## Aim of the task
From the first line to the last, repeat the data below exactly.

(Data for analysis Opens)

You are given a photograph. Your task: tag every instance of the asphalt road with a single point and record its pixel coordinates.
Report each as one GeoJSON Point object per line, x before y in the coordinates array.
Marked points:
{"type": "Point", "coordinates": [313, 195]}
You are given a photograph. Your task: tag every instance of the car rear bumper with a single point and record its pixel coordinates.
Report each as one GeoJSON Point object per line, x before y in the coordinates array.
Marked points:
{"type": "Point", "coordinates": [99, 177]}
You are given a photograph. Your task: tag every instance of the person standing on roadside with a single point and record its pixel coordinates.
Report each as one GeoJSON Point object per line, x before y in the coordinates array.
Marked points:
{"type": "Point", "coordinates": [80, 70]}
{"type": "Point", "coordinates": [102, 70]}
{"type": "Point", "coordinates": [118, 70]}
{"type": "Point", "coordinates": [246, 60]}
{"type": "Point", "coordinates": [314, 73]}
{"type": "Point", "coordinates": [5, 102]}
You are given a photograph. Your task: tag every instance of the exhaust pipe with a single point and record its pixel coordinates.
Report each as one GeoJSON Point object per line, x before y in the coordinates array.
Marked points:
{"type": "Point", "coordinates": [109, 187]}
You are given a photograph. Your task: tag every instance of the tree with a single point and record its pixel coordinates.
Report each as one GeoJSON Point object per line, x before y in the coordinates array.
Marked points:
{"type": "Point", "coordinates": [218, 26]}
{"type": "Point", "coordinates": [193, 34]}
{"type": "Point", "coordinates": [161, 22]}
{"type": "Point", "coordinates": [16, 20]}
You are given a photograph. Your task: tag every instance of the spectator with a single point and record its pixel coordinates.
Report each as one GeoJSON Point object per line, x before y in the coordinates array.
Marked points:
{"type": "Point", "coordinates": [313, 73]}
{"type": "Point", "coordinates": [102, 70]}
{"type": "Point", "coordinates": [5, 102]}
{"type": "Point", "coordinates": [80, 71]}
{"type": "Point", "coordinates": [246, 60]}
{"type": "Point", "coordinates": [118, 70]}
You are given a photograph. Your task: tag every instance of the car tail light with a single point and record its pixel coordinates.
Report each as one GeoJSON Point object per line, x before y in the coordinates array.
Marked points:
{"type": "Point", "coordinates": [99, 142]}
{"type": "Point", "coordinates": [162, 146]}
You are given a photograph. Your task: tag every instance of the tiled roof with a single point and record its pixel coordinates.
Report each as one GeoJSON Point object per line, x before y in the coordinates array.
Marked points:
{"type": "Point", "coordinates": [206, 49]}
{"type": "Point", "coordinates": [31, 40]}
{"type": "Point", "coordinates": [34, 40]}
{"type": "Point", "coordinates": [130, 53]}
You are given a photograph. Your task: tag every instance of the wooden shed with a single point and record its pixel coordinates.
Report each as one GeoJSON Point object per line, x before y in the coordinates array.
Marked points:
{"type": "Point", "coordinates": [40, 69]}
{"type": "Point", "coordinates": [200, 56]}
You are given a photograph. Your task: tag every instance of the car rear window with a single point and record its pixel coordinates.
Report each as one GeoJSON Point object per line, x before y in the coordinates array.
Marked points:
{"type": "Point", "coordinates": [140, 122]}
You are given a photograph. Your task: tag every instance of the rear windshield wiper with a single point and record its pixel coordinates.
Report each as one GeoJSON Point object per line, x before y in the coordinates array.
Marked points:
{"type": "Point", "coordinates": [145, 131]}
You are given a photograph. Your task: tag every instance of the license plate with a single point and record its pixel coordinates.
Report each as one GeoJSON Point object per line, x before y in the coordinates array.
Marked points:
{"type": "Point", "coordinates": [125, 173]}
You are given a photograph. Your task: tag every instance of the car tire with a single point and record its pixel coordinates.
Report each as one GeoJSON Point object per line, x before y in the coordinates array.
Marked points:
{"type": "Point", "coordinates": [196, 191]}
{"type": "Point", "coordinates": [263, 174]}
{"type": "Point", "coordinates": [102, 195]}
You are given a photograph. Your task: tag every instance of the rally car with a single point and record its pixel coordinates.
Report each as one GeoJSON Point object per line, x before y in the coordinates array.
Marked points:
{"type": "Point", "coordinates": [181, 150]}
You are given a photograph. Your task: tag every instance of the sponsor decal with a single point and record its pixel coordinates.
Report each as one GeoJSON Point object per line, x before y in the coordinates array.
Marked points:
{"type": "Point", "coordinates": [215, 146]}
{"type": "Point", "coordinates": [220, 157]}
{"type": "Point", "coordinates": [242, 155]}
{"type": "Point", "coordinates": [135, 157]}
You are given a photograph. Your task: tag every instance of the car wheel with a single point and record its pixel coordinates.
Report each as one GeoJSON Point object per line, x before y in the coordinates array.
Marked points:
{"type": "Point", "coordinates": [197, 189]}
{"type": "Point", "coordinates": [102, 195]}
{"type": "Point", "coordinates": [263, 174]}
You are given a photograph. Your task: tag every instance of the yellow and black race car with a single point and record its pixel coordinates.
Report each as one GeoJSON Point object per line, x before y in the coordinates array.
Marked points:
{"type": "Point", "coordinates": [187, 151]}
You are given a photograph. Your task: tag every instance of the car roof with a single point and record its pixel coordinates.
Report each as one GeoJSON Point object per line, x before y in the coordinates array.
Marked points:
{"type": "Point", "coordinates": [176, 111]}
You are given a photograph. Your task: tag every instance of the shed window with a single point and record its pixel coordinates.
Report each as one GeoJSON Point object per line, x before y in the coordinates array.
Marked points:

(Data for analysis Closes)

## Output for this task
You are given a photograph. Your task: tag every instance of the asphalt road with a single point and record its pixel coordinates.
Report each as one GeoJSON Point object per line, x before y in the coordinates array.
Marked points:
{"type": "Point", "coordinates": [313, 195]}
You are given a photograph. Your task: tag every instance of the car rear bumper with a single point and record its pixel coordinates.
Report each as one GeoJSON Point object per line, x before y in the coordinates array.
Marked points:
{"type": "Point", "coordinates": [99, 177]}
You are given a photograph. Your task: tag every instance of the person standing on roadside with a single point and record its pixel coordinates.
Report each as one GeoJSON Point object per line, x before y in the coordinates array.
Marked points:
{"type": "Point", "coordinates": [80, 70]}
{"type": "Point", "coordinates": [102, 70]}
{"type": "Point", "coordinates": [118, 70]}
{"type": "Point", "coordinates": [246, 60]}
{"type": "Point", "coordinates": [314, 73]}
{"type": "Point", "coordinates": [5, 102]}
You are given a photograph. Your task: tag every instance of the exhaust pipe with a single point and record its pixel coordinates.
Report each as one GeoJSON Point object per line, x before y in the coordinates array.
Marked points:
{"type": "Point", "coordinates": [109, 187]}
You are given a photograph. Your task: tag every instance of the tree with a single point and record its pixel coordinates.
Report each as one GeoJSON Point object per line, x before y in the coordinates array.
Marked points:
{"type": "Point", "coordinates": [218, 26]}
{"type": "Point", "coordinates": [193, 34]}
{"type": "Point", "coordinates": [161, 22]}
{"type": "Point", "coordinates": [16, 20]}
You are given a photograph. Your task: tag every instance of the spectator with a single point and record its pixel coordinates.
Report each as one GeoJSON Point object per line, x before y in the coordinates array.
Marked points:
{"type": "Point", "coordinates": [313, 73]}
{"type": "Point", "coordinates": [102, 70]}
{"type": "Point", "coordinates": [5, 102]}
{"type": "Point", "coordinates": [80, 71]}
{"type": "Point", "coordinates": [246, 60]}
{"type": "Point", "coordinates": [118, 70]}
You are given a photograph. Your task: tag every instance of the car tail light with a single point and record its pixel coordinates.
Report each as one GeoJSON Point object per line, x before y in the coordinates array.
Marked points:
{"type": "Point", "coordinates": [99, 142]}
{"type": "Point", "coordinates": [162, 146]}
You are given a photograph. Your task: tag every instance of the tiled roof with a single point and record its pixel coordinates.
Report each as one GeoJSON Point object per line, x before y in the coordinates array.
Marked points:
{"type": "Point", "coordinates": [206, 49]}
{"type": "Point", "coordinates": [31, 40]}
{"type": "Point", "coordinates": [34, 40]}
{"type": "Point", "coordinates": [130, 53]}
You are given a photograph. Your task: tag every instance of the wooden shed with a single point and record its pixel coordinates.
Report each as one GeoJSON Point object per line, x before y in the coordinates array.
Marked points:
{"type": "Point", "coordinates": [40, 69]}
{"type": "Point", "coordinates": [200, 56]}
You are given a photograph. Your task: tag every instance of the car rear window with a single point and record its pixel coordinates.
Report each as one GeoJSON Point object per line, x before y in the coordinates array.
Marked points:
{"type": "Point", "coordinates": [140, 122]}
You are given a photograph. Your task: tag every instance of the rear windshield wiper with a single point and record its pixel coordinates.
Report each as one GeoJSON Point object per line, x before y in the coordinates array.
Marked points:
{"type": "Point", "coordinates": [145, 131]}
You are given a photograph. Your task: tag every instance of the license plate with a single point and record its pixel coordinates.
Report each as one GeoJSON Point object per line, x before y in the coordinates array.
Marked points:
{"type": "Point", "coordinates": [125, 173]}
You are given a photograph. Your task: tag every instance of the car tire with a single point and record its pixel coordinates.
Report each as one GeoJSON Point object per line, x before y in the coordinates array.
Marked points:
{"type": "Point", "coordinates": [196, 191]}
{"type": "Point", "coordinates": [263, 174]}
{"type": "Point", "coordinates": [102, 195]}
You are given a photograph. Your task: tag every instance of the rally car with a single point and record its pixel coordinates.
Report each as one GeoJSON Point object per line, x before y in the coordinates array.
Marked points:
{"type": "Point", "coordinates": [181, 150]}
You are given a photograph. Your task: tag every instance of the sponsor decal with a single point and record its pixel coordinates.
Report each as one GeoJSON Point object per line, x before y in the coordinates array.
Marked points:
{"type": "Point", "coordinates": [215, 146]}
{"type": "Point", "coordinates": [220, 157]}
{"type": "Point", "coordinates": [242, 155]}
{"type": "Point", "coordinates": [135, 157]}
You are given a photograph. Your task: tag every instance of the car wheel with a single point and record its pixel coordinates.
Report each as one GeoJSON Point object per line, x before y in the coordinates array.
Marked points:
{"type": "Point", "coordinates": [197, 189]}
{"type": "Point", "coordinates": [102, 195]}
{"type": "Point", "coordinates": [263, 174]}
You are given a photograph. Your task: tag every instance of the yellow and black race car with a single point and record its pixel coordinates.
Report each as one GeoJSON Point object per line, x before y in the coordinates array.
Marked points:
{"type": "Point", "coordinates": [187, 151]}
You are given a photograph. Your task: tag every instance of the car roof with a single point and record its pixel coordinates.
Report each as one GeoJSON Point object per line, x before y in the coordinates array.
Marked points:
{"type": "Point", "coordinates": [176, 111]}
You are given a photograph. Your task: tag every instance of the shed window with a single point and record its pixel coordinates.
Report each as one GeoJSON Point object per line, x before y in the coordinates array.
Marked points:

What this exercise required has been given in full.